(Travail demandé)
- a) Reproduisez fidèlement le passage de l'extrait sur la frontière qui débute aux mots « Et troisièmement, je » et s'achève après les mots « donc y remédier. ».
- b) D'après l'extrait sur la frontière, quels acteurs interviennent sur le terrain ?

(Extrait)

Deuxièmement, donner aux gens qui sont déjà ici, qui sont déjà de l’autre côté de la frontière, l’occasion de trouver un processus pour eux, je veux dire, parce que vous les avez laissés dans les limbes. Je veux dire, vous ne faites que leur offrir des expulsions. Et il y a beaucoup de familles, beaucoup d’enfants, qui n’ont nulle part où aller. Et ils souffrent d’une politique très dure que vous, Monsieur le Président, adoptez.
Et troisièmement, je pense qu’il est très important que le président comprenne que nous avons besoin d’une infrastructure plus accueillante à la frontière, car tout ce que nous faisons sur le terrain – ONG, églises, villes locales – n’est pas suffisant et n’est pas durable. C’est quelque chose que le gouvernement fédéral a brisé. Je veux dire, non seulement cette administration, mais les administrations précédentes, Elles ont brisé le système. Elles doivent donc y remédier.

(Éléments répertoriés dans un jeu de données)

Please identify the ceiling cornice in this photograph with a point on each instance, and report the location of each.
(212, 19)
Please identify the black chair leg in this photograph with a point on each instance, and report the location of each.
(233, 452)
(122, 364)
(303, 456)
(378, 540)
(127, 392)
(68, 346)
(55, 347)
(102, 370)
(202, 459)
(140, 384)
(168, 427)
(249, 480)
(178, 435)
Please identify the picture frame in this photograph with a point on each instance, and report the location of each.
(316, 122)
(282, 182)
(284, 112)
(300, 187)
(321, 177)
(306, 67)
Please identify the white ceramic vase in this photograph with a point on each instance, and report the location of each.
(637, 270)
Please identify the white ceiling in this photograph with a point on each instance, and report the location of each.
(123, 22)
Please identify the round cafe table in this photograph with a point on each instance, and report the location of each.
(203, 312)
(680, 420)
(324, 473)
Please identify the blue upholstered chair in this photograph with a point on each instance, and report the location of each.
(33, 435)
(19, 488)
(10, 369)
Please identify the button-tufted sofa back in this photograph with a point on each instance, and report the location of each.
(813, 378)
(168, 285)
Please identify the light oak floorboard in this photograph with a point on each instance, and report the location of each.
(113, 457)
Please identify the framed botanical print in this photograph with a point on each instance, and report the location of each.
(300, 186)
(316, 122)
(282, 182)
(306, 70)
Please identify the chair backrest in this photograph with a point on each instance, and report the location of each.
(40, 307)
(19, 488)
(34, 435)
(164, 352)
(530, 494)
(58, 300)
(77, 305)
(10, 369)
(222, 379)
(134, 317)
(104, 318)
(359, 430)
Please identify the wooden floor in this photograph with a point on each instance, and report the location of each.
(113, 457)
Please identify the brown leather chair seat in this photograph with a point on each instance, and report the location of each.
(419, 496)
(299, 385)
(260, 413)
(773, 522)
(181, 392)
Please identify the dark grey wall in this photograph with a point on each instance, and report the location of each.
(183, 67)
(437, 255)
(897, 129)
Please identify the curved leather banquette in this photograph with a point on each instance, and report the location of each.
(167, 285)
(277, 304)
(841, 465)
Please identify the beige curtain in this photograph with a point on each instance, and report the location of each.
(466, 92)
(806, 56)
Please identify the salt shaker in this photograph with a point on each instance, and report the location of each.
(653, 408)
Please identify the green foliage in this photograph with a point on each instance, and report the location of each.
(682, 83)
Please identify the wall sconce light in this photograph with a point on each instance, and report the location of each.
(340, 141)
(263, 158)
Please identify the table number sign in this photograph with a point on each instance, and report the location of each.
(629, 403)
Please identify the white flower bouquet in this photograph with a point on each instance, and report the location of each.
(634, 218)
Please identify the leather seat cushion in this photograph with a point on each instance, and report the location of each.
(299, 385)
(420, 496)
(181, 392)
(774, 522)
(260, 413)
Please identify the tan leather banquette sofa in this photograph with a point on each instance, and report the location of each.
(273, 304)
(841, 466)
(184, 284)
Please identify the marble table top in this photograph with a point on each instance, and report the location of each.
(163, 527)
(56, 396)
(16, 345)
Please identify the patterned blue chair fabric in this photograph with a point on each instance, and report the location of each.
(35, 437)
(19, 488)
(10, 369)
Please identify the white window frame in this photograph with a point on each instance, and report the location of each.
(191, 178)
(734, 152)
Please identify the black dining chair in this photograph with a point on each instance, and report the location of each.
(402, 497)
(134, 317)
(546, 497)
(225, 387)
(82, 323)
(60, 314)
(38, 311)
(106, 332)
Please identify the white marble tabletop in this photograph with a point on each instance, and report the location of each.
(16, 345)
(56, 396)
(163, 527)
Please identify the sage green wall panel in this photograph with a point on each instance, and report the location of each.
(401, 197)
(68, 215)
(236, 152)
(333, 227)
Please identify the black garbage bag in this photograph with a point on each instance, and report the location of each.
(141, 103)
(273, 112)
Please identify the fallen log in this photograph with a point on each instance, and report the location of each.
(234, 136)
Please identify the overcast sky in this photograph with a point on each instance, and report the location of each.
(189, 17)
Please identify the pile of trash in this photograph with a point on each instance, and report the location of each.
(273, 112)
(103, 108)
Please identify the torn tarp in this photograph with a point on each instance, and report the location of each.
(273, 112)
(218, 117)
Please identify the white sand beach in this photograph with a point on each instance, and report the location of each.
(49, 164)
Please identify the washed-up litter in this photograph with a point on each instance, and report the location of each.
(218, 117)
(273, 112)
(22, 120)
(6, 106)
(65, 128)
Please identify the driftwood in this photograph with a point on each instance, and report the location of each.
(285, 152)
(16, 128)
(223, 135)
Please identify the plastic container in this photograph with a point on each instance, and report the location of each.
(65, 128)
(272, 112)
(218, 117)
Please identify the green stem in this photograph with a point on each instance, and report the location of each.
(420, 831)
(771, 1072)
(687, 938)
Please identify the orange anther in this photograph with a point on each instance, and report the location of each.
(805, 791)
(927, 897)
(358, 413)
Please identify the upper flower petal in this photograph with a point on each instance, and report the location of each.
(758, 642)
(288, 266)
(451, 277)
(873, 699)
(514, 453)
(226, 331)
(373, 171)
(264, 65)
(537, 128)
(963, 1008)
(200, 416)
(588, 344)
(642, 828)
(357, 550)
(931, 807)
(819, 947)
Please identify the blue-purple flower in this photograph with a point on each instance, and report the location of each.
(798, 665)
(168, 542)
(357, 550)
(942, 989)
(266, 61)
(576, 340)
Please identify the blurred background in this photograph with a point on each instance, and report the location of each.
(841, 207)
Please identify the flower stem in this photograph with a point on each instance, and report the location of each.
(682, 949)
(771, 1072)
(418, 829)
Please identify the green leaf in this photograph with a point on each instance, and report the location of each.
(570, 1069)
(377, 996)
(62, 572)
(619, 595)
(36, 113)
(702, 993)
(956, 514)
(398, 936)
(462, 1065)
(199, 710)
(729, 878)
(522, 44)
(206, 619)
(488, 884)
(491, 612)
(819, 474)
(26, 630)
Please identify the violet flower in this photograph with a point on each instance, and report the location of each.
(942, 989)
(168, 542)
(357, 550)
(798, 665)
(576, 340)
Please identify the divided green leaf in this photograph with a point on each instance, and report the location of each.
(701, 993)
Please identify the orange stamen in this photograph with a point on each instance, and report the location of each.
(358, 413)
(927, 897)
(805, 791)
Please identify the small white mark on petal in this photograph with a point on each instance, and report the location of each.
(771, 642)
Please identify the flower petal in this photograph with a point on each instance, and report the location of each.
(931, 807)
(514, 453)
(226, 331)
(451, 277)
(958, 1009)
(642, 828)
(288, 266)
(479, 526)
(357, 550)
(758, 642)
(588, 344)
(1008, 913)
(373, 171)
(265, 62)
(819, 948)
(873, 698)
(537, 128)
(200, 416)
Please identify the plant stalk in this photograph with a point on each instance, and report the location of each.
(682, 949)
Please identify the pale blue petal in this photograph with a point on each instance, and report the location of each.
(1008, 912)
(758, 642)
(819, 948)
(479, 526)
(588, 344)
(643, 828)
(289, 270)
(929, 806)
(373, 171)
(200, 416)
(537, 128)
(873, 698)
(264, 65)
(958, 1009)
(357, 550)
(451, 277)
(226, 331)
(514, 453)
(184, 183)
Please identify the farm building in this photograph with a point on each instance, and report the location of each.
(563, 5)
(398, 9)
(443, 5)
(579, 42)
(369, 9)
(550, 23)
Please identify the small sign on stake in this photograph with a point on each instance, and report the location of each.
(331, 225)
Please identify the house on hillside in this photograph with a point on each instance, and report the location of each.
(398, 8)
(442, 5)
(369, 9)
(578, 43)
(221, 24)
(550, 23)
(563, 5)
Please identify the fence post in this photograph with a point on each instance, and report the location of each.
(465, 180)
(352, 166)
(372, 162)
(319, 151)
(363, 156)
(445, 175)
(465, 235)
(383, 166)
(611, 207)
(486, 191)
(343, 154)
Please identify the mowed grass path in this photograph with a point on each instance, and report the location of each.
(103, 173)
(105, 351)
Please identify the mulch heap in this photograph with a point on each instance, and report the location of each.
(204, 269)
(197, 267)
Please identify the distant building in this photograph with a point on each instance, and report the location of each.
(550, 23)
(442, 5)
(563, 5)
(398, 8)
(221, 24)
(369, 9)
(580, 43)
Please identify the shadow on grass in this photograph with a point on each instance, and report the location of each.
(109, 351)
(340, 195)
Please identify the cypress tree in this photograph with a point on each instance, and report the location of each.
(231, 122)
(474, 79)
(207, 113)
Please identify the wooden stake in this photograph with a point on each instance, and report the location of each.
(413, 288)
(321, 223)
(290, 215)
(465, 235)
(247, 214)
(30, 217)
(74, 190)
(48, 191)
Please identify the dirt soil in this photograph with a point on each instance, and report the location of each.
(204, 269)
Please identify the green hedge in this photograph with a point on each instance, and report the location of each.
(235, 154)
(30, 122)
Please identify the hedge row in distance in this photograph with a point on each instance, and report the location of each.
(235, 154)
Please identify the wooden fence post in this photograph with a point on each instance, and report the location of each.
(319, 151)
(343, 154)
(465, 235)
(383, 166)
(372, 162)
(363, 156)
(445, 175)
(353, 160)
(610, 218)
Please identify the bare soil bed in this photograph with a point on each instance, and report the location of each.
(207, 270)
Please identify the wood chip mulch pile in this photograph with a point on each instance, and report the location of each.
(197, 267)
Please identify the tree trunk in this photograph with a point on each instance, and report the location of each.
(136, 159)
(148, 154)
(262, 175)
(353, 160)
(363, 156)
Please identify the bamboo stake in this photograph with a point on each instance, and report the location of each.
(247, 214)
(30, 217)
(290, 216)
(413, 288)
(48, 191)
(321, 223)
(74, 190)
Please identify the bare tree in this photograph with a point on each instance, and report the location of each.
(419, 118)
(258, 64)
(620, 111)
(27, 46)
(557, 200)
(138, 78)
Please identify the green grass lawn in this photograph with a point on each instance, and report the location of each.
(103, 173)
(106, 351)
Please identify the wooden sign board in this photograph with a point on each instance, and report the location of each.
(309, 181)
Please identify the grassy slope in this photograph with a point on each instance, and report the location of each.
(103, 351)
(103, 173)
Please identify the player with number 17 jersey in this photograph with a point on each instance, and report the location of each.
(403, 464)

(Réponses)
- a)
Et troisièmement, je pense qu’il est très important que le président comprenne que nous avons besoin d’une infrastructure plus accueillante à la frontière, car tout ce que nous faisons sur le terrain – ONG, églises, villes locales – n’est pas suffisant et n’est pas durable. C’est quelque chose que le gouvernement fédéral a brisé. Je veux dire, non seulement cette administration, mais les administrations précédentes, Elles ont brisé le système. Elles doivent donc y remédier.

- b) Les ONG, les églises et les villes locales.